#### INSTRUCTIONS TO FOLLOW
Please copy out every one of the entries below word for word, changing nothing.

#### ROWS
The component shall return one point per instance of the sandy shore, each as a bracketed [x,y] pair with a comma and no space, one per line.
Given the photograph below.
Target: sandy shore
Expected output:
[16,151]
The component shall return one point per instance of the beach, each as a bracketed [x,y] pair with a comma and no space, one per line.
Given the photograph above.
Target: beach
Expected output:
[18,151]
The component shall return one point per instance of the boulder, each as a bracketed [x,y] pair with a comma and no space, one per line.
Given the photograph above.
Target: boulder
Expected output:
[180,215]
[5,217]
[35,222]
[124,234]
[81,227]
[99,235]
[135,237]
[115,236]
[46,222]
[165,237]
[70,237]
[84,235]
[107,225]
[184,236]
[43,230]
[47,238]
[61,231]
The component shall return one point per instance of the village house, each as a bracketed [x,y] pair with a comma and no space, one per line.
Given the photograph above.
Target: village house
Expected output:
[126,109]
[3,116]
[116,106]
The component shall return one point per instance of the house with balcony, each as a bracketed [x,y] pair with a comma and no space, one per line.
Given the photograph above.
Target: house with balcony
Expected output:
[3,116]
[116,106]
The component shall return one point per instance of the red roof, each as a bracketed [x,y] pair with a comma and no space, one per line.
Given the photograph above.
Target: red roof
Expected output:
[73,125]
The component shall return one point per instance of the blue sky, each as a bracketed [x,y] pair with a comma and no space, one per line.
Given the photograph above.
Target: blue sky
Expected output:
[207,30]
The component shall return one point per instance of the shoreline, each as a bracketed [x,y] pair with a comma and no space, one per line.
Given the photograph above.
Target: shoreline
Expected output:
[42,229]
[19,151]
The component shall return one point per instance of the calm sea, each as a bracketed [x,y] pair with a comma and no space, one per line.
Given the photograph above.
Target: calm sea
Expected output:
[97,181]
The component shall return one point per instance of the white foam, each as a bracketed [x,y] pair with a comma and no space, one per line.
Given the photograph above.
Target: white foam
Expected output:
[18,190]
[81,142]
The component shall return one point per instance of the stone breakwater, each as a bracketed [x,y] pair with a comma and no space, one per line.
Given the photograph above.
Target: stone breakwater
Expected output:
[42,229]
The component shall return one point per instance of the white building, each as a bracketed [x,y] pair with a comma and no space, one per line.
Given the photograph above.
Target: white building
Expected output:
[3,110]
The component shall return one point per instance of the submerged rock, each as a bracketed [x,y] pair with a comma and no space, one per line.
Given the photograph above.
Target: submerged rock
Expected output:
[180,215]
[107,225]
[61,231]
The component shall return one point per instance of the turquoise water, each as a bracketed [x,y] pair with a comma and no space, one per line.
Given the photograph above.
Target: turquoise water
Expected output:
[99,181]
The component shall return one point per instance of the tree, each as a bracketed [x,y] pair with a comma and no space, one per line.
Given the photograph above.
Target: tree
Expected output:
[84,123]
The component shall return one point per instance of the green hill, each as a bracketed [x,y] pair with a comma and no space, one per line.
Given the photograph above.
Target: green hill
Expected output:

#### RESPONSE TO THE EXERCISE
The component shall return one point per instance of the sandy shore, each as a bracketed [x,y] pair with a comma and no space, one per line.
Given the photograph below.
Target: sandy shore
Expected output:
[16,151]
The component shall return one point per instance of the beach, each as a bracketed [x,y] pair with a comma and no space, one per line.
Given the photograph above.
Target: beach
Expected output:
[18,151]
The component shall return one point per instance of the boulder, each as a bracketed [x,y] pair with a comma and no space, one per line.
Given the photograph above.
Target: boulder
Expected output:
[180,215]
[5,217]
[35,222]
[124,234]
[81,227]
[99,235]
[135,237]
[115,236]
[46,222]
[165,237]
[70,237]
[84,235]
[107,225]
[184,236]
[43,230]
[47,238]
[61,231]
The component shall return one point per instance of the village house, each as a bracketed [x,y] pair with a comma and no space, one per line.
Given the photograph above.
Target: village house
Expected output:
[126,109]
[3,116]
[116,106]
The component shall return one point per instance of the house with balcony, each as a bracketed [x,y] pair with a comma and no space, one per line.
Given the photograph above.
Target: house with balcony
Expected output:
[3,116]
[116,106]
The component shall return one point per instance of the red roof, each as a bracketed [x,y] pair with a comma and no space, one per line.
Given the photograph above.
Target: red roof
Expected output:
[73,125]
The component shall return one point per instance of the blue sky, each as a bracketed [x,y] pair with a comma and no space, one per line.
Given the photograph above.
Target: blue sky
Expected output:
[207,30]
The component shall return one point per instance of the shoreline, each as a bracketed [x,y] pair with a comma and no space, one per line.
Given the photograph above.
Target: shoreline
Expected output:
[42,229]
[19,151]
The component shall return one point per instance of the calm sea, each as a bracketed [x,y] pair with a comma and no space, one per line.
Given the photograph above.
Target: calm sea
Expected output:
[97,181]
The component shall return one point per instance of the white foam, each as a bracketed [x,y] pair with a comma and no space, one per line.
Given the photograph above.
Target: white foam
Expected output:
[18,190]
[81,142]
The component shall return one point per instance of the stone breakwater, each as a bracketed [x,y] pair with a comma and no space, one per line.
Given the photograph above.
Target: stone breakwater
Expected output:
[42,229]
The component shall return one point per instance of the white building, each as a bracketed [x,y] pair with a comma and no space, one per line.
Given the photograph above.
Target: white building
Expected output:
[3,110]
The component shall return one point per instance of the submerged rock, each as a bracketed [x,y] pair with a comma and no space, one per line.
Given the photograph above.
Target: submerged rock
Expected output:
[180,215]
[107,225]
[61,231]
The component shall return one point per instance of the turquoise water, each as a bracketed [x,y] pair with a comma and no space, one per line.
Given the photograph above.
Target: turquoise water
Expected output:
[99,181]
The component shall return one point per instance of the tree, each as a bracketed [x,y] pair with a comma and no space, one per line.
Given the photograph above.
Target: tree
Expected output:
[84,123]
The component shall return one point per instance of the green hill, each as a bracketed [x,y] pair with a comma and no space, one per line.
Given the photograph above.
Target: green hill
Expected output:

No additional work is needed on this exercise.